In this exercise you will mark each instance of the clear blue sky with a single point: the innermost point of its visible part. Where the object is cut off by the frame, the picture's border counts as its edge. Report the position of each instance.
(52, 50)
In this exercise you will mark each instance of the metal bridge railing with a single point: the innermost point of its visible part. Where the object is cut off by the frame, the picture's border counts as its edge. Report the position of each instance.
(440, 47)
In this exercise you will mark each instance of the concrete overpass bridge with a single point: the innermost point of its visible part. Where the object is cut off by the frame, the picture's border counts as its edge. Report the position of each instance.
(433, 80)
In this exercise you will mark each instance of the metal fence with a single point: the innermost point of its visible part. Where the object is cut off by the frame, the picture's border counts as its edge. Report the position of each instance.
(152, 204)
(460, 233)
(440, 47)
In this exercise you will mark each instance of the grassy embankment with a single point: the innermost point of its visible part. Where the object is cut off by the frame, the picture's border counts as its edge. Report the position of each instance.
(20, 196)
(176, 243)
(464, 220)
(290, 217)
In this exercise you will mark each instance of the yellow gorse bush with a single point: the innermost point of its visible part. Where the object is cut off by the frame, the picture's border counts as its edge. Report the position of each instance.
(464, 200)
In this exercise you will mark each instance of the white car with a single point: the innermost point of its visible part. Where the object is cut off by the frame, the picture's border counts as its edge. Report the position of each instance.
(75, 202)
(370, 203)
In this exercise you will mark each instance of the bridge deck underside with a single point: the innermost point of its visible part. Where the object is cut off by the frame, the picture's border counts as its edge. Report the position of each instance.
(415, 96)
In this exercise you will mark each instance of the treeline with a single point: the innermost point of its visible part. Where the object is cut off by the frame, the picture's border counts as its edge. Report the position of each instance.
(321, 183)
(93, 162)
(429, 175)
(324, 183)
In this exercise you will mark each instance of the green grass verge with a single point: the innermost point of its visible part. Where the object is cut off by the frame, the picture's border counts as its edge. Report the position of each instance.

|---|

Turn all of the material above into a numbered list, leaving out any blank lines.

1. In this exercise you will mark each instance of the clear blue sky with a single point: the innermost point of its visible part. Where the object is cut off by the frame, the picture's border counts as its edge. Report the position of each instance.
2. (52, 50)
3. In this exercise you will mark each instance of the metal bridge railing with a single point: the innermost point of its visible part. Where the object is cut off by the frame, the picture's border counts as its edge. Report the position of each instance.
4. (440, 47)
5. In this exercise you will mark each instance of the concrete overpass bridge with a single point: the innermost point of its visible part. Where the object is cut off by the frame, the picture's border counts as its edge. Report the position of each instance.
6. (433, 80)
7. In this exercise you will mark each instance of the metal fence with a single point: the innermost point of its visible part. Where the object is cut off by the frame, the picture's border counts as its edge. Report the position of each instance.
8. (152, 204)
9. (460, 233)
10. (440, 47)
11. In this exercise you will mark each instance of the grassy embankment with a single point: the innermost point of its visible part. Where the object is cut off by the frame, the picture's border counts as its edge. Report the position of each instance.
12. (20, 196)
13. (176, 243)
14. (464, 220)
15. (290, 217)
16. In this exercise you will mark each instance of the yellow gorse bush with a single point: the innermost point of its visible part. Where the object is cut off by the frame, the picture's border counts as its edge. Report the position of each instance.
17. (464, 200)
18. In this exercise you will mark each instance of the white car with a single point: the innermost point of its visible part. Where the object is cut off by the frame, the picture's border counts as its edge. Report the position of each instance.
19. (75, 202)
20. (370, 203)
21. In this exercise you will mark each instance of the bridge deck underside with a single point: the innermost point of its visible part. Where the object is cut off by the frame, the picture's border counts as its edge. Report the position of each instance.
22. (415, 96)
23. In this exercise you will mark each instance of the treeline with a single point: the innermost point of its visible part. Where the object is cut off by the frame, the picture's border counts as its edge. Report the position of each instance.
24. (321, 183)
25. (93, 162)
26. (429, 175)
27. (324, 183)
28. In this exercise you will mark each instance of the green grass verge with a single point: the innermost point of its visible part. Where the object is cut off by the frame, the picture's border counts as its edge. Report the position of each instance.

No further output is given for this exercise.